» Requisitos del ejercicio
1. Según el texto sobre los caballeros andantes, ¿en qué dos ambientes se mueven por lo general estos caballeros?
2. Edita el texto sobre los caballeros andantes: copia el tramo que va desde "Los caballeros andantes se" hasta "la vida real7." y cambia "carboneros" por "pescadores".

» Texto proporcionado

Los caballeros andantes se mueven, por lo general, en dos ambientes bien definidos: la corte y el bosque. La corte constituye el lugar de encuentro con el mundo conocido, sujeto a orden y normas, del individuo social. Por el contrario, el bosque es el espacio de lo ignoto, de la naturaleza silvestre y salvaje; es el lugar del caballero solitario6. En el bosque trabajan leñadores, carboneros, cazadores, guardabosques y pastores; pero también hay ermitaños, antiguos caballeros andantes que han abandonado las armas para vivir lejos de la sociedad, dedicados a la oración, según las normas benedictinas. Todo ello tenía sentido en los siglos XII y XIII, cuando era trasposición literaria de la vida real7.

El bosque es el lugar al que acuden los caballeros andantes y, en ocasiones, las doncellas.

Los caballeros se inician en el mundo de las aventuras a través de la superación del bosque, con sus amenazas; y así, podría ser considerado el lugar de rito de iniciación caballeresca; la espesura, la oscuridad, las fieras salvajes, los ríos caudalosos, la noche, añaden matices al secreto y al peligro que constituye cada «paso»; sólo en algunas ocasiones aparece la luna, que con su luz acompaña al caballero y disipa el temor. El bosque se convierte, pues, en un lugar complejo, familiar y hostil a la vez, deseado y evitado. Nada de particular tiene, entonces, la presencia de animales -más simbólicos que reales- que añaden otra nota más de misterio y temor y sirven, por tanto, para acrecentar el heroísmo del caballero.

Por otra parte, el bosque es, también, el lugar de la purificación o del perfeccionamiento antes de comenzar una etapa nueva de la vida. En este sentido, el carácter de espacio iniciático es indudable. Tras los fracasos amorosos o debido a las derrotas en los combates o en las búsquedas y aventuras, los caballeros se refugian en el bosque y llevan una vida de privaciones y sufrimientos, de ascetismo, que les permitirá ocupar el lugar que se merecen. Es, en definitiva, etapa previa a estados diversos; y una de las metas posibles es el Más Allá, y el bosque se convierte, de forma muy especial, en el preludio del Otro Mundo, al que sólo se puede llegar después de atravesar el bosque y sus ríos.

Ambos aspectos simbólicos, lugar de iniciación y preludio del Mas Allá, están íntimamente unidos, y resultan difíciles de separar. Y como es obvio, en los textos caballerescos no siempre se conserva el simbolismo, o bien se mezcla con visiones menos profundas, más cotidianas, que contribuyen a crear una atmósfera a la vez mágica y real8.

» Datos mostrados
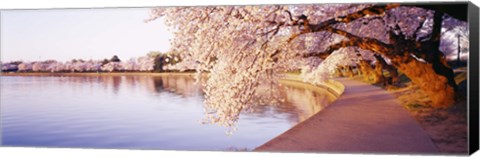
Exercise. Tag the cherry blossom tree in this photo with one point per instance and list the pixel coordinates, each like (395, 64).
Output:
(247, 47)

» Respuestas esperadas
1. En la corte y en el bosque.

2.
Los caballeros andantes se mueven, por lo general, en dos ambientes bien definidos: la corte y el bosque. La corte constituye el lugar de encuentro con el mundo conocido, sujeto a orden y normas, del individuo social. Por el contrario, el bosque es el espacio de lo ignoto, de la naturaleza silvestre y salvaje; es el lugar del caballero solitario6. En el bosque trabajan leñadores, pescadores, cazadores, guardabosques y pastores; pero también hay ermitaños, antiguos caballeros andantes que han abandonado las armas para vivir lejos de la sociedad, dedicados a la oración, según las normas benedictinas. Todo ello tenía sentido en los siglos XII y XIII, cuando era trasposición literaria de la vida real7.